§ **WORK TASK A**:
Answer these questions about the passage on overgrown tree branches:
(i) Which parts of a home should a tree not brush against?
(ii) What could a single wind storm cause if branches get too close to windows?
(iii) Whom does the passage say to call to trim back the most vulnerable branches?
§ **WORK TASK B**:
In the passage on overgrown tree branches, rewrite the stretch from "The Branches Are" through "tree appears diseased.", substituting "certified arborist" for "tree service expert".
§ **WORK TASK C**:
Write the next part of the tree-care text, picking up after its last line.

§ **EXCERPT PROVIDED**:
----------

The Branches Are Overgrown
Some people might like the look of trees being the fullest they can be. However, there can be a lot of problems when branches are overgrown. You do not want the tree brushing up against the roof or siding of your home. You don’t want any branches getting too close to your windows because a single wind storm could then put you in the position of dealing with a shattered window. Then there is the risk of branches becoming so heavy that they just snap off of the tree due to excess weight, and this could put you and your loved ones at risk if you are near the tree when that happens. Call for the assistance of a tree service expert, and he or she will be able to trim back the branches that are the most vulnerable, all while keeping your tree looking nice and clean.
Your tree appears diseased.

----------

Source records
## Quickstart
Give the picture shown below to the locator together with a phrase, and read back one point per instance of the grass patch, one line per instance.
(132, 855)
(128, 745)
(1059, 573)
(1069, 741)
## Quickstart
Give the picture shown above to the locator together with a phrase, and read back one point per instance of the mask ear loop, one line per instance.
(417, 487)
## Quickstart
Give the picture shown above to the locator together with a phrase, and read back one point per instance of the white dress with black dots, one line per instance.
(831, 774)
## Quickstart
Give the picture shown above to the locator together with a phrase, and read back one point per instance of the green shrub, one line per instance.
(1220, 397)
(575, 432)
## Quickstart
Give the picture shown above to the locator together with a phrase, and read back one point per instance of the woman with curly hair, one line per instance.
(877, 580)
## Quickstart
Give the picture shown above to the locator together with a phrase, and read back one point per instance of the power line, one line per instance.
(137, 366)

----------

§ **TASK RESPONSE A**:
(i) The roof or siding
(ii) A shattered window
(iii) A tree service expert

§ **TASK RESPONSE B**:
The Branches Are Overgrown
Some people might like the look of trees being the fullest they can be. However, there can be a lot of problems when branches are overgrown. You do not want the tree brushing up against the roof or siding of your home. You don’t want any branches getting too close to your windows because a single wind storm could then put you in the position of dealing with a shattered window. Then there is the risk of branches becoming so heavy that they just snap off of the tree due to excess weight, and this could put you and your loved ones at risk if you are near the tree when that happens. Call for the assistance of a certified arborist, and he or she will be able to trim back the branches that are the most vulnerable, all while keeping your tree looking nice and clean.
Your tree appears diseased.

§ **TASK RESPONSE C**:
Trees are vulnerable to a wide variety of diseases, which vary depending upon the species of tree, the environment, and a number of other factors. If you notice signs of stress on your tree, you may need to call in a professional who can properly diagnose and treat the problem. While certain symptoms – such as yellowed or shrunken leaves – may be signs of stress caused by under-watering or over-fertilization, they may also be signs of a viral or fungal infection. In Oregon, bacterial, fungal, and viral infections can be transmitted easily by insects or other damaged tree parts. Likewise, lesions under the leaves of a tree can be caused by fungus or bacteria. The proper treatment will depend on the exact nature of the problem. Too often, overeager homeowners attempt to simply cut away sickly leaves, only to wonder why the tree does not seem to be recovering. Without solving the problem at the source of the illness, the tree cannot become healthy again. Professional tree trimmers can assess exactly what is afflicting your ailing tree and recommend a course of action.
There are large and possibly dangerous limbs.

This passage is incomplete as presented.